• [Challenge]
Would you output the whole listing below, exactly as it reads?

Coordinate annotation records:
....................

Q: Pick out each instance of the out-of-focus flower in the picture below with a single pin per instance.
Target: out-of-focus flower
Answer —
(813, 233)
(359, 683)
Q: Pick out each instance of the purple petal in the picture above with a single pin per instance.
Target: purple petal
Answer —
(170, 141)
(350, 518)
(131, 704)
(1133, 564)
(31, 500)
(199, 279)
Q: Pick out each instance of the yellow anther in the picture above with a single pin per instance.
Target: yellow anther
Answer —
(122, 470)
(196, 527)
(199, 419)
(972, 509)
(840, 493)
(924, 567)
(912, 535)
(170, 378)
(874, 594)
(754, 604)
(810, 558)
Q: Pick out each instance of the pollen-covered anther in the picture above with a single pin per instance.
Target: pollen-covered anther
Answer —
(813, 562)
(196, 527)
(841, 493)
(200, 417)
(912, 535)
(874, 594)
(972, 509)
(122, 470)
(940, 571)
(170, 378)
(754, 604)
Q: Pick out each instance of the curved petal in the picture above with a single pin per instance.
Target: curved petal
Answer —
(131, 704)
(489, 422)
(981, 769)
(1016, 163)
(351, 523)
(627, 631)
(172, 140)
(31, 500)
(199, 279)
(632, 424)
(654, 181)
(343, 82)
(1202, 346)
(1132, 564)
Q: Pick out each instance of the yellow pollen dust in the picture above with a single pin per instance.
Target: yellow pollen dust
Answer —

....................

• [Result below]
Q: Pick out each instance of the out-of-focus flower in the picture below with a single pin per instance.
Target: out-of-focus flower
Answer —
(813, 233)
(359, 683)
Q: Pick out each instance of the purple petal in the picture above with a single pin per instance.
Target: purple petal
Answer —
(170, 141)
(350, 518)
(131, 704)
(1133, 564)
(31, 500)
(199, 279)
Q: Pick out each instance of the yellow anther in the picture above with a single pin per instance.
Target: yellow anther
Answer —
(122, 470)
(196, 527)
(199, 419)
(972, 509)
(840, 493)
(924, 567)
(912, 535)
(170, 378)
(874, 594)
(754, 604)
(810, 558)
Q: Pick out each instance of the pollen-covered anther in the picture above with a single pin per instance.
Target: pollen-covered anther
Answer —
(813, 562)
(196, 527)
(841, 493)
(200, 417)
(912, 535)
(874, 594)
(972, 509)
(122, 470)
(940, 571)
(170, 378)
(754, 604)
Q: Pick out each instance of the curved petal in the picture above with a single pin per instance.
Target: curved petal
Answer —
(131, 704)
(489, 422)
(981, 769)
(1016, 163)
(351, 523)
(627, 631)
(172, 140)
(31, 500)
(199, 279)
(632, 424)
(654, 181)
(343, 82)
(1202, 346)
(1132, 564)
Q: Pick out each instance of the yellow pollen dust in the picture above with a single pin per instance.
Target: yellow pollen dust
Answer —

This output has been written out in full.